### Required work
Print each line from the start of the records below up through the line where "Target: ukrainian flag on pole" is found, exactly as given.

*** Records supplied

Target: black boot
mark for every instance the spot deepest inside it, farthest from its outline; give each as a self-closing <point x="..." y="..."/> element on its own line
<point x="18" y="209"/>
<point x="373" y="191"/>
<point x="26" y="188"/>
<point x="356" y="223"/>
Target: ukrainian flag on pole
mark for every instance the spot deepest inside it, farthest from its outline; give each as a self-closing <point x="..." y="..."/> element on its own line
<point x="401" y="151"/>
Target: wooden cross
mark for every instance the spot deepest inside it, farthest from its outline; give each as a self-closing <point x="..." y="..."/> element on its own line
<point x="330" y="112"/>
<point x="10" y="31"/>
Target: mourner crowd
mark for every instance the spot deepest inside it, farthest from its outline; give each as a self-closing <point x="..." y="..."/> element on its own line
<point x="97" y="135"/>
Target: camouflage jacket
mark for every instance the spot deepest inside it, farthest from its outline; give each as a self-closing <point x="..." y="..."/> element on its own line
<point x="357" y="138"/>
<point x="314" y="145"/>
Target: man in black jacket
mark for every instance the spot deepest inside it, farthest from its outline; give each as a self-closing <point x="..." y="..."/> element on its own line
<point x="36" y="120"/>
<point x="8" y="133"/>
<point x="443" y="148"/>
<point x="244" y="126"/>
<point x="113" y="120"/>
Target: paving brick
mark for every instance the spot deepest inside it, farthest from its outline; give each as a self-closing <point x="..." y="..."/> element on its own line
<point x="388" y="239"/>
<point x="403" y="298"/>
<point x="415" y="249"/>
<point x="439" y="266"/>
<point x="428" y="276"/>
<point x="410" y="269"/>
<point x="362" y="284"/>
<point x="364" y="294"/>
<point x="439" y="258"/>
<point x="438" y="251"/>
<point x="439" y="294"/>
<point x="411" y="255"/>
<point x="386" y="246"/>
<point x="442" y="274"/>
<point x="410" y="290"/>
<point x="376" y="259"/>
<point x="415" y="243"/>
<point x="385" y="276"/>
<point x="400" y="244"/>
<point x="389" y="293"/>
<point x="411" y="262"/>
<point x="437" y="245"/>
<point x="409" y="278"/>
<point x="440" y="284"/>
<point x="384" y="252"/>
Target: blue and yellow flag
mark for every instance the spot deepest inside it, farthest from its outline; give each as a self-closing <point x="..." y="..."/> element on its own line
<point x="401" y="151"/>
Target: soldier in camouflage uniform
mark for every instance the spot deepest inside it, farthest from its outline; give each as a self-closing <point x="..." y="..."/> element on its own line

******

### Answer to this exercise
Target: black boot
mark for every instance the spot deepest inside it, farthest from its outline; give each as a self-closing <point x="..." y="..."/> element on its own line
<point x="18" y="209"/>
<point x="373" y="191"/>
<point x="26" y="188"/>
<point x="356" y="223"/>
Target: ukrainian flag on pole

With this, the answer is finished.